**PASSAGE**

+ + +

Efficient local binary pattern multi-class classifier

So given that the feature tests with the classifier i've been working with are independent ... it offers a fairly interesting possibility: that of using sub-regions of a single trained classifier to detect corresponding sub-regions of the image with a higher resolving power.

This isn't a very good picture, but it demonstrates what's going on (it's from the same source image as the previous posts).

Here I am using a single trained classifier for faces, but from that classifier detecting 4 classes of subregions - the full face, each eye separately (9x9 corners), and the eye pair (17x9 top region). In the picture I am showing green for the face, red for left eye, and blue for right eye (as the RGB intensities as well as the detection boxes). This is the raw detections at a single scale with no grouping, and I haven't determined if the threshold can be tweaked to improve the false positives. The RGB image shows the RGB components overlayed with respect to the top-left of the detection box, not the centre of each feature (so a white dot means everything aligns). I'm drawing a 21x21 green box just to make it easier to see.

+ + +

**PROVIDED INFORMATION**
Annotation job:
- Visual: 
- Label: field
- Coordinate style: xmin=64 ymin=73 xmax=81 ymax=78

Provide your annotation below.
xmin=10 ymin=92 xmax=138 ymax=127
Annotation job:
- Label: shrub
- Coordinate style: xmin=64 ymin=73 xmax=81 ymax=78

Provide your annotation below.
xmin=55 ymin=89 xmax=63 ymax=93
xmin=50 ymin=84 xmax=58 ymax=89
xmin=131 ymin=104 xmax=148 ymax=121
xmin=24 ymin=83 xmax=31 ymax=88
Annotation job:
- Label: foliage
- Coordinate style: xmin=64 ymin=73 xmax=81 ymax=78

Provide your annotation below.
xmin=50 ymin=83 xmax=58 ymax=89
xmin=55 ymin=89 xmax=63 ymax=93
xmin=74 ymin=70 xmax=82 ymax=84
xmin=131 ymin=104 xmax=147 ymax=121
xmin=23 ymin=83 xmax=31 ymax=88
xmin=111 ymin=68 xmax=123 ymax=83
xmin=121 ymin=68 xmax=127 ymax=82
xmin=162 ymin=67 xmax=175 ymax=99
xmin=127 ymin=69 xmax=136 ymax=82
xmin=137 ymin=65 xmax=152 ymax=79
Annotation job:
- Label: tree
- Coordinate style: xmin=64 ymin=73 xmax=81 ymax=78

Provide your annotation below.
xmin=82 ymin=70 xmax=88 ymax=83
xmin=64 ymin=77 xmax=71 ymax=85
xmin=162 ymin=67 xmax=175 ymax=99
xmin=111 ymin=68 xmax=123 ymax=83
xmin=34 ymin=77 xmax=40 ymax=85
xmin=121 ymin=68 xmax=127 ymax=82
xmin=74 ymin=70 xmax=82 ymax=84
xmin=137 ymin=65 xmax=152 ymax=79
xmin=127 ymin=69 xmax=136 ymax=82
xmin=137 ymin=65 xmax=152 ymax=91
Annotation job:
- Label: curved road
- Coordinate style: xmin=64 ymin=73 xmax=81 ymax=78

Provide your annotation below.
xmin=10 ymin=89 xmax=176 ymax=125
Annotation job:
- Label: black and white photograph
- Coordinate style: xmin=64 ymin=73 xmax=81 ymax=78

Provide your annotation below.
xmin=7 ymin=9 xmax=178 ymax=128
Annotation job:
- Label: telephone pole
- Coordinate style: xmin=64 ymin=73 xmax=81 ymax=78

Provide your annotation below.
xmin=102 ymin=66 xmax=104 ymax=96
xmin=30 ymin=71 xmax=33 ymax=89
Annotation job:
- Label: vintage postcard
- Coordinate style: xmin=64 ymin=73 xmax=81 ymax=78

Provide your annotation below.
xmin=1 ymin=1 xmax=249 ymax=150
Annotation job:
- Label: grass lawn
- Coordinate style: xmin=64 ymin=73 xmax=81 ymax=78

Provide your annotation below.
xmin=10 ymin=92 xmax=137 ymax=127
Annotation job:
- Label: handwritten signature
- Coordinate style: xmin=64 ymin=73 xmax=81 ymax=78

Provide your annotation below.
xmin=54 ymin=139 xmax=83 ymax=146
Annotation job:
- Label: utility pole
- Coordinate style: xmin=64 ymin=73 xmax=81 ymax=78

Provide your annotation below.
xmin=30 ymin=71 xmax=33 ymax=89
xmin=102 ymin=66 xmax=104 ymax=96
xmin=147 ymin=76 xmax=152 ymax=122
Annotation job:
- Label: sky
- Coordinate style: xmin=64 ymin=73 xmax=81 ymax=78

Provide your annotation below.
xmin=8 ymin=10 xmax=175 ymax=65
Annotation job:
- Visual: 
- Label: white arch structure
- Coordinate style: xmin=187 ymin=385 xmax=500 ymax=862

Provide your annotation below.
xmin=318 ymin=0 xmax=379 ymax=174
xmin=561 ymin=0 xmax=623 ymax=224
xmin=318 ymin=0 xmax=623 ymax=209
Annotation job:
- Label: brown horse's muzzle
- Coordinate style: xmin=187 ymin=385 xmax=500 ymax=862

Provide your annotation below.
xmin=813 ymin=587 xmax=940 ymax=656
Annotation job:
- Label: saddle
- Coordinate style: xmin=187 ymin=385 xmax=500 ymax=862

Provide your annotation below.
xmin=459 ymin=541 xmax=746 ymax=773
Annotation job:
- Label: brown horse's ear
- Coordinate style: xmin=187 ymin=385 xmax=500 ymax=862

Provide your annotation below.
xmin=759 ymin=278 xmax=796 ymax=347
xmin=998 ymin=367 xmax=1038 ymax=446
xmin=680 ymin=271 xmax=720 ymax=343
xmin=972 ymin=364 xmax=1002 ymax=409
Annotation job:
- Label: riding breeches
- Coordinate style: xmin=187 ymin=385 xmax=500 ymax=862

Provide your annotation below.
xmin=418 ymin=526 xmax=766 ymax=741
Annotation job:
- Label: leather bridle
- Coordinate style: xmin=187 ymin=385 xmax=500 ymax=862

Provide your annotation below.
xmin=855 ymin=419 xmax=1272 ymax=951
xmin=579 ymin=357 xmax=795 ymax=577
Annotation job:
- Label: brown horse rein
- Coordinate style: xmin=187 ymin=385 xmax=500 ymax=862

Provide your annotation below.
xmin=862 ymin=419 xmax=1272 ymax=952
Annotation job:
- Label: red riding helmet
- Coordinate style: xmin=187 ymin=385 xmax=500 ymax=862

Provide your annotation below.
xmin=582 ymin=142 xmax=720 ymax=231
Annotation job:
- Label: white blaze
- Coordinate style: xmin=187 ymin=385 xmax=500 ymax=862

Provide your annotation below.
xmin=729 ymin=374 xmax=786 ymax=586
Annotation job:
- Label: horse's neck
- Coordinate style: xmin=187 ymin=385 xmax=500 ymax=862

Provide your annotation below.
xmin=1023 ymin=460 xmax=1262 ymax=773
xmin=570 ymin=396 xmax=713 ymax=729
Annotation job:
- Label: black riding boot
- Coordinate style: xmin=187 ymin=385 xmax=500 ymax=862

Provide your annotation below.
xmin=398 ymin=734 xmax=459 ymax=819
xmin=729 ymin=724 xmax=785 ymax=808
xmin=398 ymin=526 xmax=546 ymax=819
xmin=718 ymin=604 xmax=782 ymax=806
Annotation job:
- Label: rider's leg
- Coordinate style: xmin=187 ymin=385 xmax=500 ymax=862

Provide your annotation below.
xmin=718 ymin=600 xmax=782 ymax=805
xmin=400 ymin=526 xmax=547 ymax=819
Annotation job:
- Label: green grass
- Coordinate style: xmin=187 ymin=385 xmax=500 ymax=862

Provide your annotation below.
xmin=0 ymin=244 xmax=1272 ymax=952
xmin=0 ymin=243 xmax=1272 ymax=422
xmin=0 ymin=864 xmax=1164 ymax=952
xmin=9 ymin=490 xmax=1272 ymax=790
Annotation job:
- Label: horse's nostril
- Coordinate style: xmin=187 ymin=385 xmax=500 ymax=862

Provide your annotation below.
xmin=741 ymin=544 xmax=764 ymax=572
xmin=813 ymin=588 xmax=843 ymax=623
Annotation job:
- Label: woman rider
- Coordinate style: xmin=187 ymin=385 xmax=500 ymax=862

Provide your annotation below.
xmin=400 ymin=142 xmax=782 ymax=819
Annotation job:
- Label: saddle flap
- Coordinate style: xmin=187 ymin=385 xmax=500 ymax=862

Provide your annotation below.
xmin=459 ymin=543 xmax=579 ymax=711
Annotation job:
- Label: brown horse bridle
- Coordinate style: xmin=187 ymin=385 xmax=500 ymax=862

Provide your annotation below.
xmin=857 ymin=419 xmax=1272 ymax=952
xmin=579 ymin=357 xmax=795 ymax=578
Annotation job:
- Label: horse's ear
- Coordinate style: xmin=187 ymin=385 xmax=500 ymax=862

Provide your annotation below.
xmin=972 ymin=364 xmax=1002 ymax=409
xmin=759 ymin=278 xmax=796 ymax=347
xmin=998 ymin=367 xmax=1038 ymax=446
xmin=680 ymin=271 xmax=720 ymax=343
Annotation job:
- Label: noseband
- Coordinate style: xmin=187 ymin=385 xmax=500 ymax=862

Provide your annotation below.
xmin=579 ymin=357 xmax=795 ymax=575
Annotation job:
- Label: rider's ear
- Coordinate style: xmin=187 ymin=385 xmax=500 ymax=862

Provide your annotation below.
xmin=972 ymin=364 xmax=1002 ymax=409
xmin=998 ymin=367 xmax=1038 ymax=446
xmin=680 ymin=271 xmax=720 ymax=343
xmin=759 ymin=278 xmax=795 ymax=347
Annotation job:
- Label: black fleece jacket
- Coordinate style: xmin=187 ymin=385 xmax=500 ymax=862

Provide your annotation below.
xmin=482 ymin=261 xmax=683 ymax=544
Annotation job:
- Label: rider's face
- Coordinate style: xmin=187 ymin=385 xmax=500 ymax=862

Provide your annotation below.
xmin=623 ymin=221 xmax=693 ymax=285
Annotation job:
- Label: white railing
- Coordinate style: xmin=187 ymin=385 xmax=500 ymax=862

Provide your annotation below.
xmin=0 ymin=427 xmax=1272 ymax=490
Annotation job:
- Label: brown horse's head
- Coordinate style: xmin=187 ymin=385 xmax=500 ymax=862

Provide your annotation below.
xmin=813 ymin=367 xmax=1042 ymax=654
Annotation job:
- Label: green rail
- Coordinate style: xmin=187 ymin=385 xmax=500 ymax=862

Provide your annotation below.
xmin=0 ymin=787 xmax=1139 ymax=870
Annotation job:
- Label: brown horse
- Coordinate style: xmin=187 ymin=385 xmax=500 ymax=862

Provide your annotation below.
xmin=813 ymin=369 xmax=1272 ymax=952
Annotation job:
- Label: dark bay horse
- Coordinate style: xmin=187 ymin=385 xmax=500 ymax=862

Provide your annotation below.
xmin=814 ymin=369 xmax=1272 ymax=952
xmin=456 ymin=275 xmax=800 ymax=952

+ + +

**REQUESTS**
1. Please repeat the part of the classifier post that opens with the words containing "Efficient local binary" and closes with "the previous posts).".
2. Go on with the post about the local binary pattern classifier, picking up after its final sentence.

**ANSWERS TO THE EXERCISES**
1.
Efficient local binary pattern multi-class classifier

So given that the feature tests with the classifier i've been working with are independent ... it offers a fairly interesting possibility: that of using sub-regions of a single trained classifier to detect corresponding sub-regions of the image with a higher resolving power.

This isn't a very good picture, but it demonstrates what's going on (it's from the same source image as the previous posts).

2.
It's not perfect, but it is detecting localised eye positions within the faces.

So even using the same trained classifier it allows a finer resolution of the eye locations, and a further test to remove false positives. The fact there are a lot of false positives for the eyes is not very important as only those in the green boxes (and in the correct quadrant) are of interest. The main downside is such a small feature test means low accuracy for larger images (as they are downscaled more to start with).

The kicker: in opencl this executes at the same speed as the single classifier as most of the work is shared. A fixed set of additional separately trained classifiers can also be added very cheaply as the classifier runs in LDS to reduce the bandwidth needs.

Update: So i've been trying to utilise this, and although it kind of works it doesn't kind of work well enough to be that useful, at least with the classifier I have.

However, on the base LBP detector, with a bit of tweaking to the training data I have been able to get fairly decent performance. For some sequences it is clearly outperforming the haar cascades from OpenCV, whilst retaining the braind-dead fast training algorithm. The fact that it gives a score allows for more post-processing options as well.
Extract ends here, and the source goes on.